* Exercise prompt *
Print the following range from the Medicare fraud text verbatim, starting with "Medicare fraud is" and going on through "your Medicare benefits.".

━━ Excerpted passage ━━

Dollars Lost to Fraud

Dollars Lost To Fraud

Medicare fraud is big business for criminals. Medicare loses billions of dollars each year due to fraud, errors, and abuse. Estimates place these losses at approximately $60 billion annually, though the exact figure is impossible to measure.

Medicare fraud hurts us all. When thieves steal from Medicare, there is less money for the health care you really need. You pay for things you might never get. You can get hurt when you get tests, medicine, or care you don’t need. Doctors, pharmacies, and medical suppliers can make mistakes and bad choices. Sometimes they straight-up steal from Medicare. Medicare is trying to crack down.

How You Can Help

Be the first line of defense in protecting your Medicare benefits.

  • Treat your Medicare card like a credit card. Your Medicare number can be valuable to thieves who want to steal your medical identity or bill Medicare without even seeing you.
  • Don’t take advice or offers of medical services from people you don’t know who call, come to your house, or approach you in public.
  • Read your Medicare Summary Notice or Explanation of Benefits. Look for services or equipment you didn’t receive, double charges, or things your doctor didn’t order.
  • Ask questions and report problems. Call the doctor or company and ask them about mistakes. Call the insurance company if you still have questions. Get help from your local SMP.
  • Volunteer. No one cares more about keeping criminals out of Medicare than the people who need it. Become a part of your local SMP program. Help protect your friends and neighbors.

━━━
━━ Provided records ━━

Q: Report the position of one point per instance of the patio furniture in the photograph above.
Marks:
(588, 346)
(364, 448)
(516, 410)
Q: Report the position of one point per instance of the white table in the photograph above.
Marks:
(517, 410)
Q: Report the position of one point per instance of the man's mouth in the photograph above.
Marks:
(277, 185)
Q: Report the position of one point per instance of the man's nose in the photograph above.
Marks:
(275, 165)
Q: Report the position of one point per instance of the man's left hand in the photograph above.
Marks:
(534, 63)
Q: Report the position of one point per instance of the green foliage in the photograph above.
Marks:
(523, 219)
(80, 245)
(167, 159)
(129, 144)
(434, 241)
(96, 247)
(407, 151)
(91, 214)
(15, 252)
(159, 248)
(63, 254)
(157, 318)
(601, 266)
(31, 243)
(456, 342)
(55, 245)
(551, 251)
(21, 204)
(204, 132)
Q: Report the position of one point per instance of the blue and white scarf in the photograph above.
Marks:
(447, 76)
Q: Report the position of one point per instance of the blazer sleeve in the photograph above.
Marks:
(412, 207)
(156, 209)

━━━
━━ Provided records ━━

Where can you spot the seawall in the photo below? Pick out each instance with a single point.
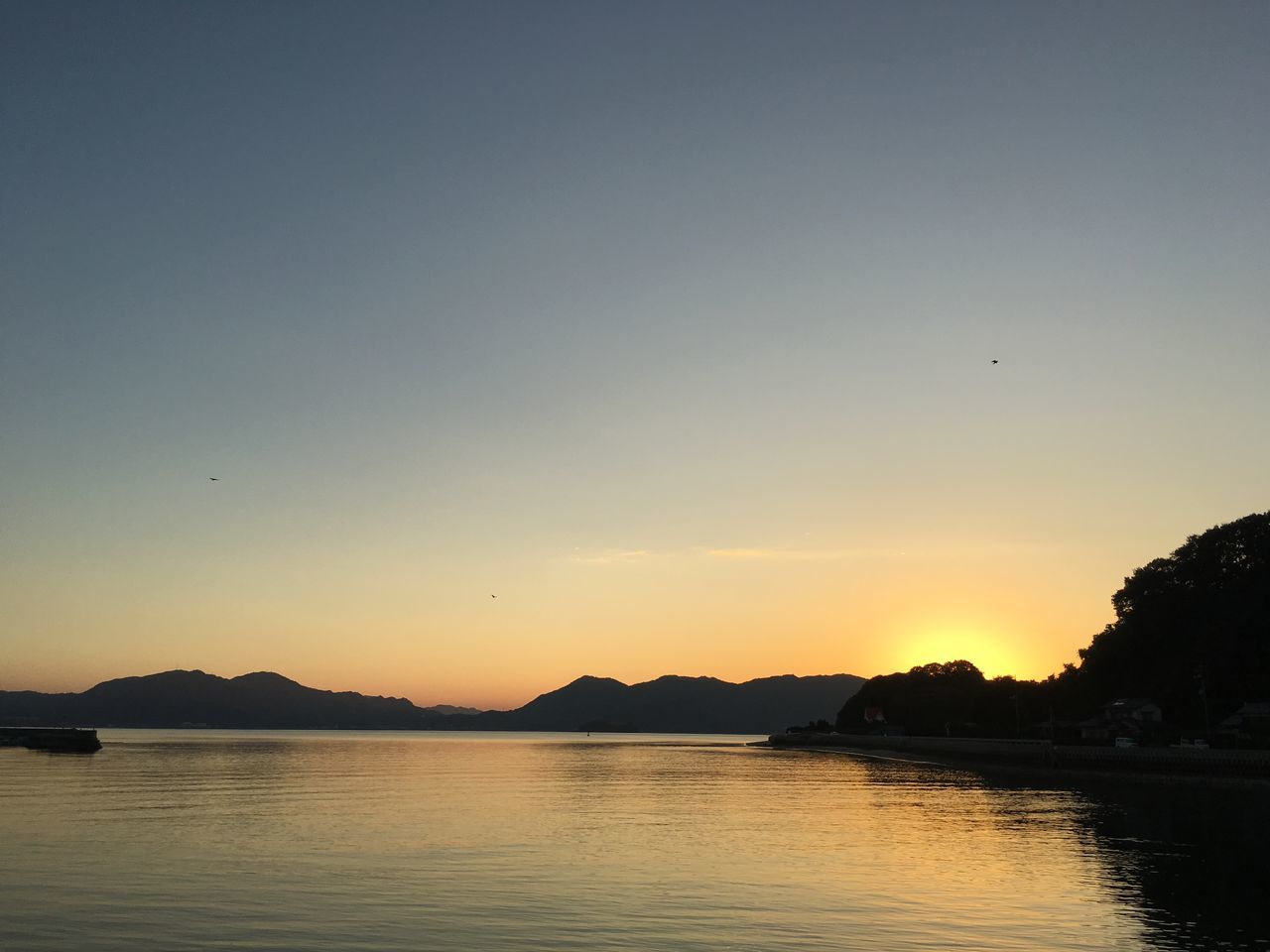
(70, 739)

━━━

* Expected answer *
Medicare fraud is big business for criminals. Medicare loses billions of dollars each year due to fraud, errors, and abuse. Estimates place these losses at approximately $60 billion annually, though the exact figure is impossible to measure.

Medicare fraud hurts us all. When thieves steal from Medicare, there is less money for the health care you really need. You pay for things you might never get. You can get hurt when you get tests, medicine, or care you don’t need. Doctors, pharmacies, and medical suppliers can make mistakes and bad choices. Sometimes they straight-up steal from Medicare. Medicare is trying to crack down.

How You Can Help

Be the first line of defense in protecting your Medicare benefits.